* **Instructions for the task**: From the first line to the last, write out the records below exactly as they appear.

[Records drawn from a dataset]
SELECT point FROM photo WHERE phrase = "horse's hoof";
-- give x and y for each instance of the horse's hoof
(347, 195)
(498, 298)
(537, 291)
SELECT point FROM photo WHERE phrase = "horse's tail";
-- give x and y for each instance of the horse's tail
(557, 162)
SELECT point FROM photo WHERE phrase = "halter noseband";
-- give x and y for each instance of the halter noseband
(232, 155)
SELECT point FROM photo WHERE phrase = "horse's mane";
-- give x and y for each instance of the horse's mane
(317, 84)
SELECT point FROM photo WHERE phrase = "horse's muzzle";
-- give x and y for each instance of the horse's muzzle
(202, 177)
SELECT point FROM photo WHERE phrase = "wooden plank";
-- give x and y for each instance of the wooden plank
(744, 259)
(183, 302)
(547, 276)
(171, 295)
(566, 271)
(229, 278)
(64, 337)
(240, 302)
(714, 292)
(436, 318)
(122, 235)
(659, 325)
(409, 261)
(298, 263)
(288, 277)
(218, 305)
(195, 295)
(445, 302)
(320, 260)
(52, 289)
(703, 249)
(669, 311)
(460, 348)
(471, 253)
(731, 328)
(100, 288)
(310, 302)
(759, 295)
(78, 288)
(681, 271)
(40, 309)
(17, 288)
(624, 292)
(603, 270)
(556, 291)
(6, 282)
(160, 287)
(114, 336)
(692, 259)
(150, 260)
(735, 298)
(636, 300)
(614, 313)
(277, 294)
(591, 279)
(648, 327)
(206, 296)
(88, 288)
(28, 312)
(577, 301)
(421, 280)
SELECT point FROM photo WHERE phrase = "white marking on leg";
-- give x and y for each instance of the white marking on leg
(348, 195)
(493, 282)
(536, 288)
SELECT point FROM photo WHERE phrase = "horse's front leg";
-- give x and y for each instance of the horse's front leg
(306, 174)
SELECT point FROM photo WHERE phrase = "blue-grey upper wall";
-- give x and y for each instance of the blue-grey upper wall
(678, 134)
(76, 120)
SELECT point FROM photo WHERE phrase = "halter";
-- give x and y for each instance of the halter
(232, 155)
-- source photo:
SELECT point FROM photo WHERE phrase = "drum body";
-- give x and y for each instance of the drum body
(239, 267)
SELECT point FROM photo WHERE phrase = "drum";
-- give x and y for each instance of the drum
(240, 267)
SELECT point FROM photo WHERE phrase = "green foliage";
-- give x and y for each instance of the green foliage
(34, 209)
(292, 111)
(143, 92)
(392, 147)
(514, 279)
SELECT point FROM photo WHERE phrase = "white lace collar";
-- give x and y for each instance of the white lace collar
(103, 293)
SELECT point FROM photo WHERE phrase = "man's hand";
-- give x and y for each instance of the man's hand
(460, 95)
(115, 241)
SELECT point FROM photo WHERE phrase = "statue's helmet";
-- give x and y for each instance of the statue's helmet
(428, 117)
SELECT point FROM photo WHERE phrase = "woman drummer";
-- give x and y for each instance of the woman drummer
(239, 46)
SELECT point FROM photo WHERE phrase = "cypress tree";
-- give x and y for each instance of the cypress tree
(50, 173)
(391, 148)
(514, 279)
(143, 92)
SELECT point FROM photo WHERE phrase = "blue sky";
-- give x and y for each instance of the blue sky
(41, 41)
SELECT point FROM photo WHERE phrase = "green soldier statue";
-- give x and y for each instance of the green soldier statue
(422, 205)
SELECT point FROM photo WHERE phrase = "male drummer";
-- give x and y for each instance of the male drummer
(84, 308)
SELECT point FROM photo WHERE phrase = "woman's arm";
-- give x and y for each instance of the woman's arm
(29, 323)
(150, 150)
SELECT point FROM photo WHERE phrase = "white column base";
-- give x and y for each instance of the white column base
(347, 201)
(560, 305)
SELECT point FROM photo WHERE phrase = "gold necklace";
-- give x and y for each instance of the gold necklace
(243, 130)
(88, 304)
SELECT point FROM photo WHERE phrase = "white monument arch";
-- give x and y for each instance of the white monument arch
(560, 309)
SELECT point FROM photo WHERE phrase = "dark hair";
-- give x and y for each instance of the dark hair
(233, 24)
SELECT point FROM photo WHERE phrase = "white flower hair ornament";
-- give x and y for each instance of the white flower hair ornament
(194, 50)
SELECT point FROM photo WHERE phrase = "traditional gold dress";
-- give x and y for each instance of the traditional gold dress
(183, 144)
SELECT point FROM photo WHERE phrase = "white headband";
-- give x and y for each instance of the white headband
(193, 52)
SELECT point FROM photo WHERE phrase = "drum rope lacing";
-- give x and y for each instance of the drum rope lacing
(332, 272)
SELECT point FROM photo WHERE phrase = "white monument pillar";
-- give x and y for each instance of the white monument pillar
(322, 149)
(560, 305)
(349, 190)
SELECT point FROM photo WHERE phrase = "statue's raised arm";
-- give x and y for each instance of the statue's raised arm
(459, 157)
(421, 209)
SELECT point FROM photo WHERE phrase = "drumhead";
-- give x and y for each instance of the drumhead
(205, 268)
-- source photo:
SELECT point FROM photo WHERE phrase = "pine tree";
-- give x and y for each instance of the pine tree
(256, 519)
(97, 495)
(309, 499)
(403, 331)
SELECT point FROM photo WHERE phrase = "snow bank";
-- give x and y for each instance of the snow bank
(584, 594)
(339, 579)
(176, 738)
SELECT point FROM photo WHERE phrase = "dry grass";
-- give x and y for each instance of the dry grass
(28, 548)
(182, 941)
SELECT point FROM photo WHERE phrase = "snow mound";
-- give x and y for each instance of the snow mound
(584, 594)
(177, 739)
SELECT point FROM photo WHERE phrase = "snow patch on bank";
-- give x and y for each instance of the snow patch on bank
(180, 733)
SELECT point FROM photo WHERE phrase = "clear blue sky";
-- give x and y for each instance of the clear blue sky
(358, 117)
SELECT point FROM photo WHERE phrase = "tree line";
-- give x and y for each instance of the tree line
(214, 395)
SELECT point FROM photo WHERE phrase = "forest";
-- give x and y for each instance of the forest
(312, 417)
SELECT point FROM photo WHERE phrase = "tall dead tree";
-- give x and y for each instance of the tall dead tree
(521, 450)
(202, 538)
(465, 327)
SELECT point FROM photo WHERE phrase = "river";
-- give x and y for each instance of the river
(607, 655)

* **Result**:
SELECT point FROM photo WHERE phrase = "horse's hoof";
-- give x and y for each instance of the horse's hoof
(347, 195)
(498, 298)
(537, 291)
SELECT point FROM photo WHERE phrase = "horse's tail";
-- give x and y for each instance of the horse's tail
(557, 162)
SELECT point FROM photo WHERE phrase = "halter noseband";
-- give x and y for each instance of the halter noseband
(232, 155)
SELECT point FROM photo WHERE phrase = "horse's mane";
-- give x and y for each instance of the horse's mane
(317, 84)
SELECT point FROM photo WHERE phrase = "horse's muzzle";
-- give x and y for each instance of the horse's muzzle
(202, 177)
SELECT point FROM photo WHERE phrase = "wooden plank";
-- give x and y for each instance of the wooden plank
(744, 259)
(183, 302)
(547, 276)
(171, 295)
(566, 271)
(229, 278)
(64, 337)
(240, 302)
(714, 292)
(436, 318)
(122, 235)
(659, 325)
(409, 261)
(298, 263)
(288, 277)
(218, 305)
(195, 295)
(445, 302)
(320, 260)
(52, 289)
(703, 249)
(669, 311)
(460, 348)
(471, 253)
(731, 328)
(100, 288)
(310, 302)
(759, 295)
(78, 288)
(681, 271)
(40, 309)
(17, 288)
(624, 292)
(603, 270)
(556, 291)
(6, 282)
(160, 287)
(114, 336)
(692, 259)
(150, 260)
(735, 298)
(636, 300)
(614, 313)
(277, 294)
(591, 279)
(648, 327)
(206, 296)
(88, 288)
(28, 312)
(577, 301)
(421, 280)
SELECT point FROM photo WHERE phrase = "white marking on leg";
-- give x and y for each instance of the white marking on leg
(348, 195)
(493, 282)
(536, 288)
SELECT point FROM photo WHERE phrase = "horse's front leg";
-- give x and y for each instance of the horse's front leg
(306, 174)
SELECT point FROM photo WHERE phrase = "blue-grey upper wall";
-- give x and y for each instance of the blue-grey upper wall
(678, 134)
(76, 120)
SELECT point FROM photo WHERE phrase = "halter";
-- give x and y for each instance of the halter
(232, 155)
-- source photo:
SELECT point FROM photo WHERE phrase = "drum body";
-- give x and y for each instance of the drum body
(239, 267)
SELECT point FROM photo WHERE phrase = "drum";
-- give x and y for each instance of the drum
(240, 267)
SELECT point FROM photo WHERE phrase = "green foliage";
-- give x and y for each instance of the green foliage
(34, 209)
(292, 111)
(143, 92)
(392, 147)
(514, 279)
SELECT point FROM photo WHERE phrase = "white lace collar";
-- give x and y for each instance of the white lace collar
(103, 293)
SELECT point FROM photo WHERE phrase = "man's hand";
-- give x and y for each instance of the man's hand
(460, 95)
(115, 241)
SELECT point FROM photo WHERE phrase = "statue's helmet";
-- give x and y for each instance of the statue's helmet
(428, 117)
SELECT point FROM photo WHERE phrase = "woman drummer";
-- give x and y for each instance of the woman drummer
(239, 46)
SELECT point FROM photo WHERE phrase = "cypress tree";
-- give x and y for each instance of the cypress tree
(50, 173)
(391, 148)
(514, 279)
(143, 92)
SELECT point FROM photo WHERE phrase = "blue sky";
-- give x and y for each instance of the blue sky
(41, 41)
SELECT point FROM photo WHERE phrase = "green soldier statue";
-- give x and y for each instance of the green soldier statue
(422, 205)
SELECT point FROM photo WHERE phrase = "male drummer";
-- give x and y for each instance of the male drummer
(84, 308)
SELECT point FROM photo WHERE phrase = "woman's arm";
-- give x and y for each instance of the woman's arm
(29, 323)
(150, 150)
SELECT point FROM photo WHERE phrase = "white column base";
-- give x and y for each instance of the white column base
(347, 201)
(560, 305)
SELECT point FROM photo WHERE phrase = "gold necklace";
-- give x and y for each instance of the gold necklace
(243, 130)
(88, 304)
SELECT point FROM photo WHERE phrase = "white monument arch";
-- give x and y for each instance of the white monument arch
(560, 309)
SELECT point FROM photo WHERE phrase = "dark hair";
-- give x and y for each instance of the dark hair
(233, 24)
SELECT point FROM photo WHERE phrase = "white flower hair ornament";
-- give x and y for each instance of the white flower hair ornament
(194, 50)
SELECT point FROM photo WHERE phrase = "traditional gold dress";
-- give x and y for each instance of the traditional gold dress
(183, 144)
SELECT point FROM photo WHERE phrase = "white headband";
-- give x and y for each instance of the white headband
(193, 52)
SELECT point FROM photo WHERE phrase = "drum rope lacing";
-- give x and y for each instance of the drum rope lacing
(332, 272)
SELECT point FROM photo WHERE phrase = "white monument pillar";
-- give x and y for each instance of the white monument pillar
(322, 149)
(560, 305)
(349, 190)
SELECT point FROM photo WHERE phrase = "statue's raised arm";
-- give x and y for each instance of the statue's raised arm
(459, 157)
(421, 209)
SELECT point FROM photo WHERE phrase = "drumhead";
-- give x and y for each instance of the drumhead
(205, 268)
-- source photo:
SELECT point FROM photo WHERE phrase = "pine tree";
-- give x and y for each instance of the pine tree
(256, 519)
(97, 495)
(309, 499)
(403, 331)
SELECT point FROM photo WHERE phrase = "snow bank";
-- give x and y for each instance of the snow bank
(584, 594)
(339, 579)
(176, 738)
SELECT point FROM photo WHERE phrase = "dry grass";
-- give x and y for each instance of the dry grass
(28, 548)
(182, 941)
SELECT point FROM photo WHERE phrase = "snow mound";
-- give x and y for each instance of the snow mound
(584, 594)
(177, 739)
SELECT point FROM photo WHERE phrase = "snow patch on bank";
-- give x and y for each instance of the snow patch on bank
(180, 733)
SELECT point FROM photo WHERE phrase = "clear blue sky";
-- give x and y for each instance of the clear blue sky
(358, 117)
SELECT point FROM photo WHERE phrase = "tree line";
-- give x and y for each instance of the tree line
(214, 395)
SELECT point FROM photo WHERE phrase = "forest";
-- give x and y for each instance of the forest
(312, 417)
SELECT point FROM photo WHERE phrase = "tall dead tree";
-- give x and y for each instance of the tall dead tree
(521, 450)
(202, 538)
(465, 327)
SELECT point FROM photo WHERE phrase = "river";
-- give x and y for each instance of the river
(607, 655)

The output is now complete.